SUPPLIED TEXT:
◆ ◆ ◆ ◆ ◆

Skip to main content

Code Embeddings

Embeddings are at the core of multiple enterprise use cases, such as retrieval systems, clustering, code analytics, classification, and a variety of search applications. With code embedings, you can embed code databases and repositories, and power coding assistants with state-of-the-art retrieval capabilities.

Open In Colab

Codestral Embed API

To generate code embeddings using Mistral AI's embeddings API, we can make a request to the API endpoint and specify the embedding model codestral-embed, along with providing a list of input texts. The API will then return the corresponding embeddings as numerical vectors, which can be used for further analysis or processing in NLP applications.

We also provide output_dtype and output_dimension parameters that allow you to control the type and dimensional size of your embeddings.

Output DType

output_dtype allows you to select the precision and format of the embeddings, enabling you to obtain embeddings with your desired level of numerical accuracy and representation.

The accepted dtypes are:

  • float (default): A list of 32-bit (4-byte) single-precision floating-point numbers. Provides the highest precision and retrieval accuracy.
  • int8: A list of 8-bit (1-byte) integers ranging from -128 to 127.
  • uint8: A list of 8-bit (1-byte) integers ranging from 0 to 255.

◆ ◆ ◆ ◆ ◆

Data taken from a collection
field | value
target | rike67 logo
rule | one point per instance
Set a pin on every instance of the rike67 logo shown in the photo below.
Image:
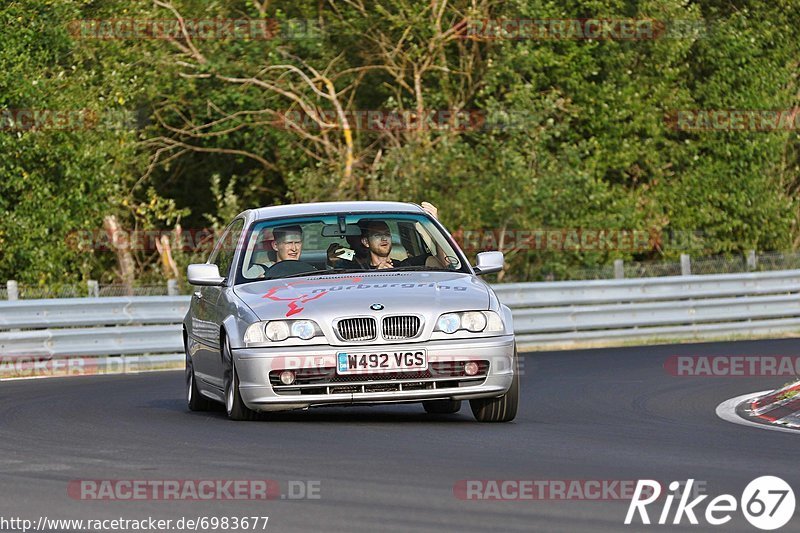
(767, 502)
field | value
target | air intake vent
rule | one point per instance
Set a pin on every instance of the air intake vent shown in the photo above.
(357, 329)
(400, 327)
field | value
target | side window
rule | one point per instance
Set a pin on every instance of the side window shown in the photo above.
(222, 256)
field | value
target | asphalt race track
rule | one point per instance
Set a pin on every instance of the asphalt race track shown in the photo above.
(608, 414)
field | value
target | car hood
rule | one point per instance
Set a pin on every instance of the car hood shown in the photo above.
(332, 296)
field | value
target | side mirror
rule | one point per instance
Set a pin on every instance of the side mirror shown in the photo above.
(204, 274)
(489, 262)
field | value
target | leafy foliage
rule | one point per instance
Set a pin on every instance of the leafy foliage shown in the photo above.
(188, 131)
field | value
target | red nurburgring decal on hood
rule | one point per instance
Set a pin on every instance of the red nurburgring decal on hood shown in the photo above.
(294, 303)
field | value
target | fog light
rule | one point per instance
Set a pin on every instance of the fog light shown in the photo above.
(287, 377)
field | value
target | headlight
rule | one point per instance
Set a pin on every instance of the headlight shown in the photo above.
(449, 323)
(472, 321)
(277, 330)
(303, 329)
(255, 334)
(280, 330)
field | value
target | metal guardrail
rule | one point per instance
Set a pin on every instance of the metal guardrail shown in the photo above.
(570, 313)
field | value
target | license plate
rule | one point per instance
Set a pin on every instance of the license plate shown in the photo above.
(381, 361)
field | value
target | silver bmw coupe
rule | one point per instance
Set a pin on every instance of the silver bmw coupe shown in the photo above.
(347, 303)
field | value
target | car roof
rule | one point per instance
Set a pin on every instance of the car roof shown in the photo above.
(320, 208)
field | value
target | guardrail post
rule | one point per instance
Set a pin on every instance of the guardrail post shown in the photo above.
(751, 260)
(619, 270)
(686, 265)
(94, 288)
(13, 290)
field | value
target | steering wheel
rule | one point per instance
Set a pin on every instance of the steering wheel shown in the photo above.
(287, 268)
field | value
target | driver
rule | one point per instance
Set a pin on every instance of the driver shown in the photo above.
(287, 243)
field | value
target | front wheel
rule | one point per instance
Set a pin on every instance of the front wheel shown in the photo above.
(502, 409)
(234, 405)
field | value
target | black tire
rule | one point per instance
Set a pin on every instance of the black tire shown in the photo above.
(442, 407)
(503, 408)
(194, 400)
(234, 405)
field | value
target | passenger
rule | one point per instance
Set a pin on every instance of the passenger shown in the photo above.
(362, 257)
(377, 238)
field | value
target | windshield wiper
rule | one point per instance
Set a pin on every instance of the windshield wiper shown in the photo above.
(421, 268)
(324, 272)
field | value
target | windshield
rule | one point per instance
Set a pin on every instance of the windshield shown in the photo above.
(333, 244)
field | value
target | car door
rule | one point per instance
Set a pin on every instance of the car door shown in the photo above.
(210, 313)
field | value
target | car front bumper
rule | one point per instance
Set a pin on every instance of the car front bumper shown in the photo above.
(254, 365)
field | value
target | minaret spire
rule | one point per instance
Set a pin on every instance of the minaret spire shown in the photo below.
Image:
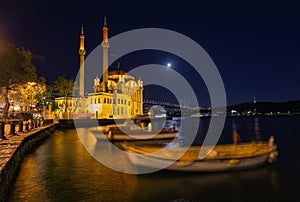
(82, 32)
(81, 53)
(105, 23)
(105, 46)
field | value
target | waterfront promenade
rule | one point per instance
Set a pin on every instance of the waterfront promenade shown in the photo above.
(13, 149)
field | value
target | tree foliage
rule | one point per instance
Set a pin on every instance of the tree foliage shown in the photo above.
(15, 68)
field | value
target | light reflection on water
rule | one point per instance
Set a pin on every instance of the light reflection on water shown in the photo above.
(60, 169)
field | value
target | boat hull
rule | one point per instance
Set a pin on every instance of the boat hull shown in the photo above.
(208, 164)
(137, 136)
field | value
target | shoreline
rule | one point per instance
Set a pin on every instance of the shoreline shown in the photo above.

◆ ◆ ◆ ◆ ◆

ACTIONS TO TAKE:
#1 What is the default output_dtype according to the code embeddings page?
#2 Write out the part of the code embeddings page starting at "output_dtype allows you" and ending at "from 0 to 255.".

ANSWERS PER TASK:
#1 float

#2
output_dtype allows you to select the precision and format of the embeddings, enabling you to obtain embeddings with your desired level of numerical accuracy and representation.

The accepted dtypes are:

  • float (default): A list of 32-bit (4-byte) single-precision floating-point numbers. Provides the highest precision and retrieval accuracy.
  • int8: A list of 8-bit (1-byte) integers ranging from -128 to 127.
  • uint8: A list of 8-bit (1-byte) integers ranging from 0 to 255.